→ **REQUIRED ACTIONS**:
(1) In the hiking guide below, where does the trailhead sit?
(2) Reproduce everything in the hiking guide below from "After passing through" down to "heard in Aomori.".

→ **PROVIDED PASSAGE**:
In this guide, you'll follow a trail that connects both mountains. Since it's possible that due to volcanic activity, the hiking trails may be closed, it's a good idea to check the reports before heading out to the mountain. The trailhead sits at Tarumae-san's 7th station marker (7合目), which is to say that the trailhead is 7/10 of the way up the mountain. Since the approach is so easy, Tarumae-san has lately become a very well-climbed mountain, and overuse is becoming a problem. Please be careful not to tread on any plants off-trail and to pack all your trash out with you and dispose of it responsibly.

[Translator's note: If you see any trash on the trail, please pick it up and pack it out. I know it's gross and it's not your trash but please just do it.]

After passing through a stand of Alnus japonica (ミヤマハンノキ), you'll come out onto a long slope covered with eruption ejecta but across which you'll have a practically unobstructed view. On Tarumae-san's characteristic broad slope you'll see flowers like Pennellianthus frutescens (イワブクロ or タルマエソウ, named after the mountain), Japanese wintergreen, (Gaultheria pyroloides, シラタマノ キ), and wild rosemary (Ledum palustrum, イソツツジ) among other such volcanic-growth plants.

After a short while climbing, you'll come to the outer rim of the crater, where you can almost fall into the view of the billowing smoke from the lava dome. From here you'll probably get a good idea of how alive the mountain is. It's said, in fact, that during the 1667 eruption, the smoke blew as high as the stratosphere and the rumbling could be heard in Aomori.

Since the crater is off-limits, you'll climb over Higashi-yama (東山) and around the north rim of the crater towards Fuppushi-dake. If there's low visibility, be very careful not to stray from the main trail -- there are a number of side trails diverging and converging here.

→ **DATASET ROWS**:

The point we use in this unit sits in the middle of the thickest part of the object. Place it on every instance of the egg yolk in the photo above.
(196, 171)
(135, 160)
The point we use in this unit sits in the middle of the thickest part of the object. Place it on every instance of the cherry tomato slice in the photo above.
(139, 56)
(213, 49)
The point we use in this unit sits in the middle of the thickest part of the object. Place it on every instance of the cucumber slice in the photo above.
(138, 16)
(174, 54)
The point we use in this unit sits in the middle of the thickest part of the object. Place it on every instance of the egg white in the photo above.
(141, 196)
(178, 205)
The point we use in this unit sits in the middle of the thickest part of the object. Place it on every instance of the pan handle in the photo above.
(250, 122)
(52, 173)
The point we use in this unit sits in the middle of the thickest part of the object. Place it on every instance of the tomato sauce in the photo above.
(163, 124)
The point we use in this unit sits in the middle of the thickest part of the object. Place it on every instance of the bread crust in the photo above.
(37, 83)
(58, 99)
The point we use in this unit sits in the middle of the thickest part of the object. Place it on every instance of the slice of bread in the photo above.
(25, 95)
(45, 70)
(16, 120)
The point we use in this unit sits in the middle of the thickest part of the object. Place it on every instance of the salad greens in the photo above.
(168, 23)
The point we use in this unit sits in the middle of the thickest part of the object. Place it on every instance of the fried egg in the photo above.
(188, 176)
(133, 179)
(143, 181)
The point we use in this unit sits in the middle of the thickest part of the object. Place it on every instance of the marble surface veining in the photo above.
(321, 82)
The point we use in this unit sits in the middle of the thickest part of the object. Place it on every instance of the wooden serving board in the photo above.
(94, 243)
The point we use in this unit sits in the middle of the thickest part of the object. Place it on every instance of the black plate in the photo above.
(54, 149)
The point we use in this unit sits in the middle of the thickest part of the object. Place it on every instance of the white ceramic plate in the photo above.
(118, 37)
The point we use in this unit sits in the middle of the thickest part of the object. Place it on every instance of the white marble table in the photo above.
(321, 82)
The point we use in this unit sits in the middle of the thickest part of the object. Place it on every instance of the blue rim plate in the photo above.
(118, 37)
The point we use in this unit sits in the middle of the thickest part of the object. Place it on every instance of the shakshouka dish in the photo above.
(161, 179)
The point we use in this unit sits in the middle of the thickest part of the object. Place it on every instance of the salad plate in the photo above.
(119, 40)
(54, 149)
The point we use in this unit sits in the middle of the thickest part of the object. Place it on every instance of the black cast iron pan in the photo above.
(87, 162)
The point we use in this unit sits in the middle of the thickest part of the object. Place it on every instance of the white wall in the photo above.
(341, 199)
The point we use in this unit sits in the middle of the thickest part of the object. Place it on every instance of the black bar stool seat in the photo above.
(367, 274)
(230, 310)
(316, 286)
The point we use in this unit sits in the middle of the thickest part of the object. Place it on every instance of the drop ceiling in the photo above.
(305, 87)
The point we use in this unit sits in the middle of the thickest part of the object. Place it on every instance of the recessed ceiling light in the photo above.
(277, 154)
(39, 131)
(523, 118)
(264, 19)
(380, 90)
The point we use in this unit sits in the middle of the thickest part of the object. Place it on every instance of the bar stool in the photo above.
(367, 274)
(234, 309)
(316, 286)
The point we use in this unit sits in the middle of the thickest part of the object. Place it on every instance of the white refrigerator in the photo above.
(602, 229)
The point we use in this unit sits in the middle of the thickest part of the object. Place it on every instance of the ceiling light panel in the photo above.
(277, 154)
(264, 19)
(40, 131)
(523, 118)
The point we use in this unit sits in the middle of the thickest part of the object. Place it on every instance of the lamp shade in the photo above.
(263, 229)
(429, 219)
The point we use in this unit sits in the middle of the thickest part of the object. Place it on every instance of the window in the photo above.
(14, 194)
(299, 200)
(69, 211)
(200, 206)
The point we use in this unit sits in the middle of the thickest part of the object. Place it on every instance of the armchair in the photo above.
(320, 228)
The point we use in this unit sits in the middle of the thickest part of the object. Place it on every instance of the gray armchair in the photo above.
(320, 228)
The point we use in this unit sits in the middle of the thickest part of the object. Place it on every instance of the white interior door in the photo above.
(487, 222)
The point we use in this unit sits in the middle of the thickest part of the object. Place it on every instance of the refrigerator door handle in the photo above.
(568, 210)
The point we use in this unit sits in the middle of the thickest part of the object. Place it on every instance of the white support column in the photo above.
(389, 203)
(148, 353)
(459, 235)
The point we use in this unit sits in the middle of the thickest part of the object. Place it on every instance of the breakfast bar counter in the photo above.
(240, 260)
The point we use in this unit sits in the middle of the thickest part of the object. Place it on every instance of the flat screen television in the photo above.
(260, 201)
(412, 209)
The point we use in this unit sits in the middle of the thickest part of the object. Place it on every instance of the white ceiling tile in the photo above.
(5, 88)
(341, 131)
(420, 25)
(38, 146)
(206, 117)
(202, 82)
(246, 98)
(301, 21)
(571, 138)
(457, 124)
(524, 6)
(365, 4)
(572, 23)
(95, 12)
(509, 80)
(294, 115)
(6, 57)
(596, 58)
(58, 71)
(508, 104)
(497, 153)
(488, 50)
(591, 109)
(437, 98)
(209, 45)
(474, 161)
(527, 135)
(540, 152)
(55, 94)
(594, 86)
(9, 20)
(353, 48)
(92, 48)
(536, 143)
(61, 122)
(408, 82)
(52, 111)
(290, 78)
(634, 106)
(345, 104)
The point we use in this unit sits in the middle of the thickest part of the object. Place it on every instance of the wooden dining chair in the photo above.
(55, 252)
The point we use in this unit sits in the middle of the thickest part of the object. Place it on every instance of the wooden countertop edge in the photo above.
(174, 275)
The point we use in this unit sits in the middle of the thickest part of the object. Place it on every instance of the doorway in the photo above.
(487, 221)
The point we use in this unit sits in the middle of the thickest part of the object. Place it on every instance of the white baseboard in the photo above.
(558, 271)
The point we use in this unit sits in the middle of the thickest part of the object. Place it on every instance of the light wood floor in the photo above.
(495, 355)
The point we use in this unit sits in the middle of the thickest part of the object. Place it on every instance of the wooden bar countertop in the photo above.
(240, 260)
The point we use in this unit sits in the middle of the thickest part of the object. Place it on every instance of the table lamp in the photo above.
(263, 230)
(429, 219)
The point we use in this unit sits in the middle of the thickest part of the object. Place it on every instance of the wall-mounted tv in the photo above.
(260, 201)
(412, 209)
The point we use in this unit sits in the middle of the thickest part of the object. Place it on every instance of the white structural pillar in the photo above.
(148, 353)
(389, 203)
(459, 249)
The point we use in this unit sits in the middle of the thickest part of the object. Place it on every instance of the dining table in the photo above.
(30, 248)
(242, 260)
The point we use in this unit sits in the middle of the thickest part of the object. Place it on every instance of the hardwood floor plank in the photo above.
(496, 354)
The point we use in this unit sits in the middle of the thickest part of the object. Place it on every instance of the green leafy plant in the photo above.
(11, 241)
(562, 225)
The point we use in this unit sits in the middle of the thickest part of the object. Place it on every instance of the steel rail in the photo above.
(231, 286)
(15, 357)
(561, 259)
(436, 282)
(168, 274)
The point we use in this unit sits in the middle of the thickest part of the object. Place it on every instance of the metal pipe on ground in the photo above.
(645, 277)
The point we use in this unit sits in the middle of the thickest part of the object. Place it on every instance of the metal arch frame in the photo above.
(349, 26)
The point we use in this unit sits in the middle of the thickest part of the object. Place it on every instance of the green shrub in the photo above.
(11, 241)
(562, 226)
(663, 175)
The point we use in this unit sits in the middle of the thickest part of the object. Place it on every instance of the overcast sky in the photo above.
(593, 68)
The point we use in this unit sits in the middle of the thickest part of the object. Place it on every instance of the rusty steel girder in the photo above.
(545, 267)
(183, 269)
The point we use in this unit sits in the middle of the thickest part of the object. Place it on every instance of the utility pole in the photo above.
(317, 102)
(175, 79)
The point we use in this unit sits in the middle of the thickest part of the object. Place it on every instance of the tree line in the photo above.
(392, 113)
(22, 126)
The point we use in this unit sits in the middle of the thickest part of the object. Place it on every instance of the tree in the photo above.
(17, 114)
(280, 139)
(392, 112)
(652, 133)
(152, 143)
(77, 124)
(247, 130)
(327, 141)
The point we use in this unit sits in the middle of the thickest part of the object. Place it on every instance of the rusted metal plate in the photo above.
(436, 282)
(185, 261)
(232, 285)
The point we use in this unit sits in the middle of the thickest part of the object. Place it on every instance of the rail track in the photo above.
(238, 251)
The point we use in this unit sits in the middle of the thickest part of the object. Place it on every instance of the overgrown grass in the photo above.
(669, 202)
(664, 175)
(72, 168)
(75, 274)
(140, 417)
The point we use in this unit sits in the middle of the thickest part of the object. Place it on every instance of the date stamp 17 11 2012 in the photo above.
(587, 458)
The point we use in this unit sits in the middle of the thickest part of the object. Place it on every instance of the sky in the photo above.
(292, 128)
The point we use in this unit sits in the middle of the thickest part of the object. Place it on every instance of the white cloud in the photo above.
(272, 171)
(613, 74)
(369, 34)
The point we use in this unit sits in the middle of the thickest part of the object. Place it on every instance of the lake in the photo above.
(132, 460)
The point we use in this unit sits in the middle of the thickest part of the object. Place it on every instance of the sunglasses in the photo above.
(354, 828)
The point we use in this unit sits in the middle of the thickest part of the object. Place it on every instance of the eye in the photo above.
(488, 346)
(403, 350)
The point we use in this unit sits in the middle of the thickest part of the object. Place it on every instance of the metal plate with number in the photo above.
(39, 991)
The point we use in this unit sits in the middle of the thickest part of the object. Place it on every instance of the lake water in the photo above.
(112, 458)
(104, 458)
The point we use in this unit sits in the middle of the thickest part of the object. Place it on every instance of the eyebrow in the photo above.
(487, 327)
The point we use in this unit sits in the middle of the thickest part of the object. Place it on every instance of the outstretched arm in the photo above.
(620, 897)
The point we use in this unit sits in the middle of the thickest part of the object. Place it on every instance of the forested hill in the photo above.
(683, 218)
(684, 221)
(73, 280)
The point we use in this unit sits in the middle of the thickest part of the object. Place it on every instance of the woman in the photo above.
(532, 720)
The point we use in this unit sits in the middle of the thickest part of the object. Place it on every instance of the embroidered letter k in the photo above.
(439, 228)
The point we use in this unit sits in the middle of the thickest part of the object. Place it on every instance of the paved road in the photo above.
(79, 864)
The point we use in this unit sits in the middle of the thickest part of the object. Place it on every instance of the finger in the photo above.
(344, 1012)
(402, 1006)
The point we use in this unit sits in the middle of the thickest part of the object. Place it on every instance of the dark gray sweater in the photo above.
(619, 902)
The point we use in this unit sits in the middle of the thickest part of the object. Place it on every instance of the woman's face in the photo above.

→ **SOLUTIONS PER TASK**:
(1) At Tarumae-san's 7th station marker (7合目), 7/10 of the way up the mountain.

(2)
After passing through a stand of Alnus japonica (ミヤマハンノキ), you'll come out onto a long slope covered with eruption ejecta but across which you'll have a practically unobstructed view. On Tarumae-san's characteristic broad slope you'll see flowers like Pennellianthus frutescens (イワブクロ or タルマエソウ, named after the mountain), Japanese wintergreen, (Gaultheria pyroloides, シラタマノ キ), and wild rosemary (Ledum palustrum, イソツツジ) among other such volcanic-growth plants.

After a short while climbing, you'll come to the outer rim of the crater, where you can almost fall into the view of the billowing smoke from the lava dome. From here you'll probably get a good idea of how alive the mountain is. It's said, in fact, that during the 1667 eruption, the smoke blew as high as the stratosphere and the rumbling could be heard in Aomori.